• Your tasks
1. Please summarize the Discovery launch article in two sentences.
2. According to the Discovery launch article, how many low-level indicators are in the liquid-hydrogen compartment of the fuel tank?
3. Rewrite the Discovery launch article starting at "Shuttle program manager" and ending at "a.m. ET Tuesday.", changing "launch team" to "ground crew".

** Start Document section **

Image: Working on shuttle
NASA via Reuters
Technician Jack Colella performs wiring tests in the aft section of the space shuttle Discovery as it sits on the launch pad Wednesday at Kennedy Space Center in Florida.
By Alan Boyle Science editor
updated 7/22/2005 2:44:02 PM ET 2005-07-22T18:44:02

NASA will continue troubleshooting a fuel-tank sensor glitch on the shuttle Discovery, then restart the countdown toward a launch on Tuesday, mission managers said Wednesday.

Engineers have not yet identified a clear-cut cause for the glitch, which cropped up intermittently a week ago and forced the postponement of the first shuttle mission since the loss of Columbia in February 2003. But they have detected potential problems with the electrical grounding of circuits associated with the troublesome sensor, said John Muratore, NASA's manager for shuttle systems engineering and integration.

Shuttle program manager Bill Parsons said the launch team would make some repairs immediately and conduct further tests by switching connections for the fuel-tank sensors. If all the components checked out as expected, NASA would then aim for liftoff at 10:39 a.m. ET Tuesday.

At one point, mission managers had considered conducting a tanking test first, but Parsons said the team would proceed directly toward launch instead.

"When we've done everything we can, and we've eliminated the most probable causes ... we believe the best way to do this is to do a countdown," Parsons told reporters at NASA's Kennedy Space Center in Florida.

If problems cropped up again during the countdown, the mission team would assess whether to make a fix or call off the launch again, Parsons said. Under some scenarios, the countdown might proceed even if the sensor glitch reappears.

The troublesome sensor is one of four low-level indicators in the liquid-hydrogen compartment of the fuel tank. Under NASA's current rules, all four of the sensors have to be working correctly in order for launch to proceed, but the system is designed to work even if two sensors fail.

** End Document section **
** Start Data excerpts **

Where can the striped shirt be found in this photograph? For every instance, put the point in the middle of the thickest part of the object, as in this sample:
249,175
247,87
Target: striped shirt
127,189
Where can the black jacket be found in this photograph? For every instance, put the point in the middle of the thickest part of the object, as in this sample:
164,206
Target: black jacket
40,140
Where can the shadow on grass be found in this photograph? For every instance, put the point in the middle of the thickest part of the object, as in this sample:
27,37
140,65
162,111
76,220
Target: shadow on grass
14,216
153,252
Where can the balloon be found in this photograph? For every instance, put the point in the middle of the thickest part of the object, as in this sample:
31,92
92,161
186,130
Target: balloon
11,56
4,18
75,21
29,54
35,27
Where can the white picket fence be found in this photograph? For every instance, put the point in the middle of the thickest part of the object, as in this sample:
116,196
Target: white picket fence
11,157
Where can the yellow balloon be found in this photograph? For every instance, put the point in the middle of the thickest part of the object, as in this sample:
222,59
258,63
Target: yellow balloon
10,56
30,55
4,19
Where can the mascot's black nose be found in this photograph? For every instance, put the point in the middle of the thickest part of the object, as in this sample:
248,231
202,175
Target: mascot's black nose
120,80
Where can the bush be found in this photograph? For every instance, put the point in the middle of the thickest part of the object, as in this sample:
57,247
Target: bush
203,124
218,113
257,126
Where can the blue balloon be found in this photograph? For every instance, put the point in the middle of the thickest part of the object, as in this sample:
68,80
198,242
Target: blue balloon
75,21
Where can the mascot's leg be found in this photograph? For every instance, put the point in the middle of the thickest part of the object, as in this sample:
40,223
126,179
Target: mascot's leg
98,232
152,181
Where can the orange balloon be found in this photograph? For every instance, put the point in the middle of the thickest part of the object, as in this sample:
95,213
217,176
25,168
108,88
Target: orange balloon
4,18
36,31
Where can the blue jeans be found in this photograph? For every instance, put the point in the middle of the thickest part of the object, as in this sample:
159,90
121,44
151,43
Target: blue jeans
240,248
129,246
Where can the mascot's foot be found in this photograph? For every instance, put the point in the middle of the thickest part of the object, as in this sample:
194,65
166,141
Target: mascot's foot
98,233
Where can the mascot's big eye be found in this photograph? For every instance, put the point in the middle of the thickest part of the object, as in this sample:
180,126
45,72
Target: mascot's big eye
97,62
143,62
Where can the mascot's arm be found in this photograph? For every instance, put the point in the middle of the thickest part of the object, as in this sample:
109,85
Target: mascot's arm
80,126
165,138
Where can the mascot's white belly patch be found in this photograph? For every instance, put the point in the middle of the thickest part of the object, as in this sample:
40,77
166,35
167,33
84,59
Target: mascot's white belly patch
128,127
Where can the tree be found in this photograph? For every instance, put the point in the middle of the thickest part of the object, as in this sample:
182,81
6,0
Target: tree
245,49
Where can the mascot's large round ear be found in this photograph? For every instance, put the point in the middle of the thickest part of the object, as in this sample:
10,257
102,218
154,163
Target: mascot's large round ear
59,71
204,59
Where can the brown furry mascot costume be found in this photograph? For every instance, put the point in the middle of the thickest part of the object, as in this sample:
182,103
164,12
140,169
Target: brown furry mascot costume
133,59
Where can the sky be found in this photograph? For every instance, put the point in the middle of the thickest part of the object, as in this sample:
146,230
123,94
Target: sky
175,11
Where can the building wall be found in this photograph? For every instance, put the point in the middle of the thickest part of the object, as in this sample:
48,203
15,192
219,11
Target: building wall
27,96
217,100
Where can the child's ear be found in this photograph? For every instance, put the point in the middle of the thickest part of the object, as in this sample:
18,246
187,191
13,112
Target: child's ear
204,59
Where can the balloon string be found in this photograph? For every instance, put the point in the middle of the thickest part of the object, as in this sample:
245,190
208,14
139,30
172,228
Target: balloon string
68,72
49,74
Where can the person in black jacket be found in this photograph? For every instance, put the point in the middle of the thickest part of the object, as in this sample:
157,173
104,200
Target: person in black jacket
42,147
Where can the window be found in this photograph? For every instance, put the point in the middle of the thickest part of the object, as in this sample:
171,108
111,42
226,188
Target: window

** End Data excerpts **

• Answers to the exercise
1. NASA will keep troubleshooting an intermittent fuel-tank sensor glitch on the shuttle Discovery, which forced the postponement of the first shuttle mission since the loss of Columbia, and will then restart the countdown toward a Tuesday launch. Engineers have found potential electrical grounding problems but no clear-cut cause, so the launch team will make repairs and run further tests and then proceed directly toward launch instead of conducting a tanking test first.

2. Four.

3.
Shuttle program manager Bill Parsons said the ground crew would make some repairs immediately and conduct further tests by switching connections for the fuel-tank sensors. If all the components checked out as expected, NASA would then aim for liftoff at 10:39 a.m. ET Tuesday.